* **Exercise input**:
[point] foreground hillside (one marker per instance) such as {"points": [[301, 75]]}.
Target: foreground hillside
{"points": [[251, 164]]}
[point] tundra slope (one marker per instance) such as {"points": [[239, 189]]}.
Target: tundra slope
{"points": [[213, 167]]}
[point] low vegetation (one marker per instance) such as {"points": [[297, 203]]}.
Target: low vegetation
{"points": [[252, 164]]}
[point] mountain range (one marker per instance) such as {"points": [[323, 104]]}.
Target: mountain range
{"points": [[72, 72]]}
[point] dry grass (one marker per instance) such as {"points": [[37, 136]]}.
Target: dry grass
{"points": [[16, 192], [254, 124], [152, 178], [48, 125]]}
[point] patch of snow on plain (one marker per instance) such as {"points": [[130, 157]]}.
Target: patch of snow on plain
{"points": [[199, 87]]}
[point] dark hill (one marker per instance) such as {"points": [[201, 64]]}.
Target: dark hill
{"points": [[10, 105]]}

* **Exercise requirements**:
Return every line of the entries above, word for word and in the same order, with nothing added or changed.

* **Written solution**:
[point] foreground hillside (one marker per instance) such as {"points": [[301, 75]]}.
Target: foreground hillside
{"points": [[251, 164]]}
[point] tundra slope (one marker per instance) such as {"points": [[239, 189]]}.
Target: tundra slope
{"points": [[213, 167]]}
[point] low vegetation (one marker per instance) such as {"points": [[297, 203]]}.
Target: low vegetation
{"points": [[252, 164]]}
[point] mountain range (one marker per instance) such as {"points": [[323, 104]]}.
Target: mountain range
{"points": [[72, 72]]}
[point] dry grass (one marker per instance) such as {"points": [[37, 136]]}.
Target: dry grass
{"points": [[16, 192], [254, 124], [152, 178], [48, 125]]}
[point] patch of snow on plain (one marker per instance) such as {"points": [[130, 157]]}.
Target: patch of snow on plain
{"points": [[199, 87]]}
[point] dark hill (one marker per instance) such as {"points": [[201, 64]]}.
Target: dark hill
{"points": [[10, 105]]}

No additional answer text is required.